Top of SOURCE DOCUMENT
Poly(ADP-ribose) polymerase-1 (PARP1) has been proposed to be a major sensor of DNA damage due to its abundance, involvement in multiple DNA repair pathways, rapid recruitment to damaged DNA, and ability to bind to the ends of damaged DNA [9, 10, 30,31,32,33,34,35]. In response to DNA damage, PARP1 and the associated co-factor Histone Parylation Factor 1 (HPF1) catalyze addition of polyADP-ribose to serine residues of chromatin proteins, especially histones [36,37,38]. This is thought to create a scaffold for the recruitment of additional chromatin remodelers and repair factors to establish an effective repair complex [10, 39,40,41,42,43,44]. Although PARP1 is an abundant protein, it is not clear how, even acting as a diffusion limited free moving protein in the nucleus, it would be able to scan the entire genome within the time frame of the initial response prompting the proposal that it searches DNA via intersegment transfer or ‘monkey bar’ mechanism [45, 46].

Interestingly, in undamaged cells, PARP1 and H1 bind to overlapping sites on the nucleosome dyad in a mutually exclusive manner, suggesting that they compete for binding sites [47]. An enrichment of PARP1 is associated with active transcription and H1 with repression [48]. Although interactions between H1 and PARP1 in modulating chromatin structure and transcriptional outcomes are independent of PARP1 catalytic activity, linker histones are robustly ADP-ribosylated in response to DNA damage. As the recruitment of PARP1 and the depletion of H1 occur on similar time scales, it has been proposed that PARP1, either through direct competition and/or via ADP-ribosylation promotes the depletion of H1 to facilitate chromatin de-condensation upon DNA damage [28, 49].
Bottom of SOURCE DOCUMENT
- [WHAT TO DO]
#1 Decide whether each statement agrees with the PARP1 passage. Answer yes or no and quote the words that decide it.
(a) PARP1 and HPF1 add polyADP-ribose to serine residues of chromatin proteins.
(b) An enrichment of H1 is associated with active transcription.
(c) Interactions between H1 and PARP1 in modulating chromatin structure depend on PARP1 catalytic activity.
#2 Answer these questions from the PARP1 passage.
(a) What co-factor works with PARP1 in adding polyADP-ribose after DNA damage?
(b) By what mechanism has PARP1 been proposed to search DNA?
(c) In undamaged cells, where do PARP1 and H1 bind?
Top of DATA UNDER STUDY
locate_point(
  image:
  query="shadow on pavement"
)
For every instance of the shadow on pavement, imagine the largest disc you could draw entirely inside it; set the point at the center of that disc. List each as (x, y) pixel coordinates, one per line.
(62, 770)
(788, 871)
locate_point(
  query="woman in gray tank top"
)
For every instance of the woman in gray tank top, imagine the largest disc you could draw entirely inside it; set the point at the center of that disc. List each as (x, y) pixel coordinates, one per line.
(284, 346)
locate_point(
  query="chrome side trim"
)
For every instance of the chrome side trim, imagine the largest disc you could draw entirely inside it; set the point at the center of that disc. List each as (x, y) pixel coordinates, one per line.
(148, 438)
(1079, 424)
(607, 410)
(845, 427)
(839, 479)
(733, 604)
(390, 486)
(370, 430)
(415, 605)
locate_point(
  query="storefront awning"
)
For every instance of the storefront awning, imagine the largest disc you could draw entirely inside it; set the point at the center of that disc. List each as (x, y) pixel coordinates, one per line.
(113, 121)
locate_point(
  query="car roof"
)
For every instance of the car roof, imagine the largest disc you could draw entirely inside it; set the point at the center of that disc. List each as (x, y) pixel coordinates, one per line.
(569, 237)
Bottom of DATA UNDER STUDY
- [ANSWERS FOR THE TASKS]
#1
(a) Yes: "catalyze addition of polyADP-ribose to serine residues of chromatin proteins, especially histones"
(b) No: "An enrichment of PARP1 is associated with active transcription and H1 with repression"
(c) No: "are independent of PARP1 catalytic activity"

#2
(a) Histone Parylation Factor 1 (HPF1)
(b) Intersegment transfer, or a 'monkey bar' mechanism
(c) At overlapping sites on the nucleosome dyad